Available records:
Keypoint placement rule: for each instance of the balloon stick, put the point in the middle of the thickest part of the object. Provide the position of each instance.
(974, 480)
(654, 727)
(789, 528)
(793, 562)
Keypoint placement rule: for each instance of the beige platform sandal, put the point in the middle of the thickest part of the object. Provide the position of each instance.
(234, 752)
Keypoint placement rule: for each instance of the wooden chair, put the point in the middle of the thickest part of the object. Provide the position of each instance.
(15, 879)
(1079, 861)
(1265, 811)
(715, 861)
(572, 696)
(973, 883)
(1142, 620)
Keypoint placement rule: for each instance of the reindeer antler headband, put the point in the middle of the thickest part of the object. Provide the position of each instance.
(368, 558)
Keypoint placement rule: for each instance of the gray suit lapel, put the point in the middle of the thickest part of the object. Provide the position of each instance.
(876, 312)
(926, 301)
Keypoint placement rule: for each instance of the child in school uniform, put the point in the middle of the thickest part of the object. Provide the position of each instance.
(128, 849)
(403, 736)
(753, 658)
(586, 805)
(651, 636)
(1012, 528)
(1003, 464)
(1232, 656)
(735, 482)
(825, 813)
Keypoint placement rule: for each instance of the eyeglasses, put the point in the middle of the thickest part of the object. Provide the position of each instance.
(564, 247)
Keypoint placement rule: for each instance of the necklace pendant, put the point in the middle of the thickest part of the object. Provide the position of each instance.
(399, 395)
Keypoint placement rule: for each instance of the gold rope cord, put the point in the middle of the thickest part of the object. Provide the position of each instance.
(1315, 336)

...

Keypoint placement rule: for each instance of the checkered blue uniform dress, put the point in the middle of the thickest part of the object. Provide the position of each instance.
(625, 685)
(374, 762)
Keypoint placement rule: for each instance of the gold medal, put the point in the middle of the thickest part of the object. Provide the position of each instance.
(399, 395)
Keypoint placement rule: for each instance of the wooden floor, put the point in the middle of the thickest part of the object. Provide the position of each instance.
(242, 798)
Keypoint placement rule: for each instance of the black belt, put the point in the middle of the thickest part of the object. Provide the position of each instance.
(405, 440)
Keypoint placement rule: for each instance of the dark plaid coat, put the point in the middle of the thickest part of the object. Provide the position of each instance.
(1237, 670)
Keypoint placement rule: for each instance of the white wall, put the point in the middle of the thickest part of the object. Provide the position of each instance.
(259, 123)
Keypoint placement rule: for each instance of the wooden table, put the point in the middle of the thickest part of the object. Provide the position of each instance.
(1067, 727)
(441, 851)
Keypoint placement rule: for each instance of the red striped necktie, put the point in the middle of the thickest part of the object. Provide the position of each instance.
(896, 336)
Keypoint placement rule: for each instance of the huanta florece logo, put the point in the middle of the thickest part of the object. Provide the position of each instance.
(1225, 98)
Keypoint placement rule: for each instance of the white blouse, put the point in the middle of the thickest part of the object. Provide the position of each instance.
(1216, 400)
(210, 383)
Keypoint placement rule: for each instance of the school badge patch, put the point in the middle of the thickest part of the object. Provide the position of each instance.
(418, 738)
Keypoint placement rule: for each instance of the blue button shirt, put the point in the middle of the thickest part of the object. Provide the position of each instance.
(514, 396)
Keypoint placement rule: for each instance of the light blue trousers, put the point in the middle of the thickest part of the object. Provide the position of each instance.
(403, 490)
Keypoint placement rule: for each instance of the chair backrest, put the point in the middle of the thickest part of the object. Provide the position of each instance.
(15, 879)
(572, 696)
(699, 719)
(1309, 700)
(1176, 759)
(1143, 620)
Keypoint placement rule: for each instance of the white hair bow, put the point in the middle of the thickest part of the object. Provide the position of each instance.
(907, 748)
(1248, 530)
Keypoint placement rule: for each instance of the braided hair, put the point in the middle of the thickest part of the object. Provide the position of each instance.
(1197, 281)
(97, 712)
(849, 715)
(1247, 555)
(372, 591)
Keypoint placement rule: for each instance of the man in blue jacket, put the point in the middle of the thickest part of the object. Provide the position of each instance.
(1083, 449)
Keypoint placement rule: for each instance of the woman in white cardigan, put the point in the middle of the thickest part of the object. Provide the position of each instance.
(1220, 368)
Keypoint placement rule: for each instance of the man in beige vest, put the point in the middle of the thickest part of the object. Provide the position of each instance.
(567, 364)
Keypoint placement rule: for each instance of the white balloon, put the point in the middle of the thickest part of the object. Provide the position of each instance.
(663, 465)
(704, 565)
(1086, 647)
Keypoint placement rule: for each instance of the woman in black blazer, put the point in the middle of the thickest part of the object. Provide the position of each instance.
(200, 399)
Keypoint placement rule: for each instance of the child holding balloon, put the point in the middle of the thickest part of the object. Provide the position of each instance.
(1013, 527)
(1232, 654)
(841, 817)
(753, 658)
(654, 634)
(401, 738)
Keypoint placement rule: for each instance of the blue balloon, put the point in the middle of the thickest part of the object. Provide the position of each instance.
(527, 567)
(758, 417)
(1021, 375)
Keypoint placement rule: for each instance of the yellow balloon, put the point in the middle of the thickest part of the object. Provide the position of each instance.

Work to complete:
Return, unchanged, the run of lines above that opens with the line containing "white balloon, put" and closes with the line containing "Keypoint placement rule: for each instance of the yellow". Include both.

Solution to this task:
Keypoint placement rule: for each instance of the white balloon, put the point in the middle of the thickest part of the object. Provide the position of each instance.
(663, 465)
(704, 565)
(1086, 647)
Keypoint placement rule: for each instance of the woman in black blazer, put the point in the middle of the thickest part of the object. Provide the position of each instance.
(200, 399)
Keypoint placement rule: for each instance of the child holding balloon, put the point in the middle of the thickest part of the object. Provide the position of each instance.
(1013, 527)
(1232, 654)
(841, 817)
(753, 658)
(654, 634)
(401, 738)
Keypoint placement rule: for each instance of the blue balloon, put the point in the middle of the thickest part of the object. Provide the position of each instance.
(527, 567)
(758, 417)
(1021, 375)
Keypoint placement rule: for each instance of the yellow balloon, put the point in the middle of the thickest part of the object. Provide the position of each instance.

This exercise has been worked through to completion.